--- RECORDS SUPPLIED ---
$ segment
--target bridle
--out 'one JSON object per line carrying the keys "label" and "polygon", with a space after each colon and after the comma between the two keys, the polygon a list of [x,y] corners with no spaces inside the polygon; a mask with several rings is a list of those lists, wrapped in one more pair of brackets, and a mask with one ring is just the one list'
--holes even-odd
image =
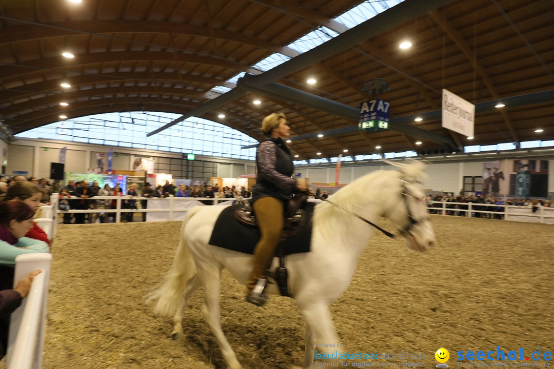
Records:
{"label": "bridle", "polygon": [[[406,236],[407,235],[411,235],[412,234],[411,231],[416,227],[416,225],[417,225],[418,224],[419,224],[420,221],[418,221],[417,219],[416,219],[416,217],[412,214],[412,212],[410,211],[410,207],[408,205],[408,199],[407,198],[414,198],[414,196],[412,195],[411,194],[411,193],[410,192],[410,191],[408,189],[408,188],[406,188],[406,184],[410,184],[411,183],[410,183],[410,182],[408,182],[408,181],[407,181],[407,180],[406,180],[404,179],[402,179],[402,178],[400,179],[400,180],[402,181],[402,199],[403,199],[403,200],[404,200],[403,201],[402,201],[402,202],[404,203],[404,205],[406,207],[406,214],[408,215],[408,221],[409,221],[409,224],[403,229],[398,230],[398,232],[400,233],[401,236],[402,236],[403,237],[406,237]],[[315,194],[315,197],[317,198],[317,199],[319,199],[320,200],[322,200],[322,201],[327,201],[329,204],[332,205],[334,206],[336,206],[336,207],[340,207],[340,206],[339,206],[338,205],[337,205],[336,204],[333,202],[332,201],[330,201],[329,200],[327,200],[327,199],[324,198],[320,195],[318,195],[318,194]],[[347,212],[350,213],[351,215],[353,215],[354,216],[355,216],[356,217],[358,218],[358,219],[363,220],[364,222],[365,222],[366,223],[367,223],[370,225],[371,225],[372,227],[375,227],[376,229],[378,230],[379,231],[381,231],[381,232],[383,232],[383,233],[385,236],[386,236],[387,237],[389,237],[391,238],[394,238],[396,237],[396,236],[392,234],[392,233],[391,233],[390,232],[388,232],[387,231],[385,231],[384,229],[383,229],[382,228],[381,228],[379,226],[377,225],[375,223],[370,222],[370,221],[367,220],[365,218],[363,218],[363,217],[360,216],[358,214],[356,214],[355,212],[354,212],[353,211],[350,211],[350,210],[348,210],[347,209],[345,209],[343,208],[341,208],[341,209],[342,209],[343,210],[346,210]],[[395,210],[396,210],[396,209],[395,209]],[[389,212],[388,213],[388,215],[390,215],[392,212],[392,211]],[[384,214],[383,214],[383,216],[385,216],[386,217],[388,217]],[[428,220],[428,218],[426,217],[423,220]]]}

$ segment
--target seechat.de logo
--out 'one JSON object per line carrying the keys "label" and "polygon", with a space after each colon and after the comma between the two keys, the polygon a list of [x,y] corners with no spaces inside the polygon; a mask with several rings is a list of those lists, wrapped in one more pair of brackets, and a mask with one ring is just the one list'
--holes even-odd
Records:
{"label": "seechat.de logo", "polygon": [[446,362],[450,358],[450,352],[444,347],[440,347],[435,352],[435,360],[439,362],[437,365],[437,368],[448,368],[448,365]]}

--- WHAT THIS TASK INVOLVES ---
Count the lines above that contain the string "target", and reply with the number alone.

--- EXERCISE SOLUTION ---
2